◆ WHAT THIS TASK INVOLVES ◆
Quote every entry word for word.

◆ RECORD EXCERPTS ◆
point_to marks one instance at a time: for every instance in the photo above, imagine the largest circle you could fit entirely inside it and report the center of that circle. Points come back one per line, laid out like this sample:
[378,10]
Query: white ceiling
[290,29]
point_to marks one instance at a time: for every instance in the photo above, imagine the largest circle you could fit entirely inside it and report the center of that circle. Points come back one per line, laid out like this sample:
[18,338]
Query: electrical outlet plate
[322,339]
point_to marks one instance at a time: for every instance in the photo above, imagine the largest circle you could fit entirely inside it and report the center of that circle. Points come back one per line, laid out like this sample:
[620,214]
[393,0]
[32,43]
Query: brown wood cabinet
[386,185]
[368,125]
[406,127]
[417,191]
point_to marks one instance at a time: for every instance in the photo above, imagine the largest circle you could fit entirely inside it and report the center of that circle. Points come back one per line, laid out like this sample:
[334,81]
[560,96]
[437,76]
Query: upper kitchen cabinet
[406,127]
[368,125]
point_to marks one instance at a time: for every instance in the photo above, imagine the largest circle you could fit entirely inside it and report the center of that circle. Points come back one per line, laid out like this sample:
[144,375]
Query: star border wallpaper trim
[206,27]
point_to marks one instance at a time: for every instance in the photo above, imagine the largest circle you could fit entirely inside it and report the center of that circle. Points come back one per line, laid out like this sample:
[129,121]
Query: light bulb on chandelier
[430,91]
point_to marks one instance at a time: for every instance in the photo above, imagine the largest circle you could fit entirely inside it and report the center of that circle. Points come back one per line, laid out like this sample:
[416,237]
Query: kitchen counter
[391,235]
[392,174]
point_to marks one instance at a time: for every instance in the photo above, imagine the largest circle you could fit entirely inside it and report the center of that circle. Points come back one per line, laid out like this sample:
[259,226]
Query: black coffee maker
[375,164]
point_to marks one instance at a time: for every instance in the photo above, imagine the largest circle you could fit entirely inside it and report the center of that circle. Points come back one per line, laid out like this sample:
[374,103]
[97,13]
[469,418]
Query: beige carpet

◆ CORRECT RESULT ◆
point_to marks one instance at a time: for every instance in the photo above, imagine the largest circle you could fit entirely inside it and report the center of that circle. Points come back one per line, laid out like this sample:
[378,10]
Query: white ceiling
[290,29]
point_to marks one instance at a time: for every instance in the photo above, imagine the largest circle you could fit entirely inside it and report the center of that circle. Points come back one per line, laid out like this sample:
[18,338]
Query: electrical outlet plate
[322,339]
point_to marks one instance at a time: for every instance in the photo above, imagine the largest circle you could fit entirely inside it and report the center of that circle. Points come back one per line, laid out like this sample:
[620,214]
[393,0]
[32,43]
Query: brown wood cabinet
[386,185]
[368,125]
[406,127]
[417,191]
point_to marks one instance at a time: for every instance in the photo above, imagine the largest circle you could fit entirely inside it and report the center of that circle. Points come back one per line, laid out like this sample:
[334,81]
[560,96]
[437,76]
Query: upper kitchen cabinet
[406,127]
[368,125]
point_to marks one instance at a time: for every instance in the photo above, imagine the largest circle you could fit entirely inside it and report the center of that circle. Points come back one per line, laid out like this sample:
[144,375]
Query: star border wallpaper trim
[206,27]
point_to marks one instance at a time: for every instance in the photo above, imagine the largest circle you could fit entirely inside it and report the center of that circle. Points come back one per line, laid out like this sample:
[129,121]
Query: light bulb on chandelier
[430,91]
point_to marks one instance at a time: for every instance in the photo above, imagine the largest circle you could fit entirely inside it and report the center of that circle. Points come back one per line, laid out like this sample:
[416,237]
Query: kitchen counter
[391,235]
[392,174]
point_to marks one instance at a time: for every instance in the photo above, imagine the largest circle you could fit entirely inside it and report the center of that circle. Points come back one per line, laid out like this sample:
[259,226]
Query: black coffee maker
[375,164]
point_to marks one instance at a time: for every instance in the photo above, imagine the largest circle you could fit entirely inside it and report the center of that circle. Points come back one per line, laid out like this sample:
[374,103]
[97,13]
[469,418]
Query: beige carpet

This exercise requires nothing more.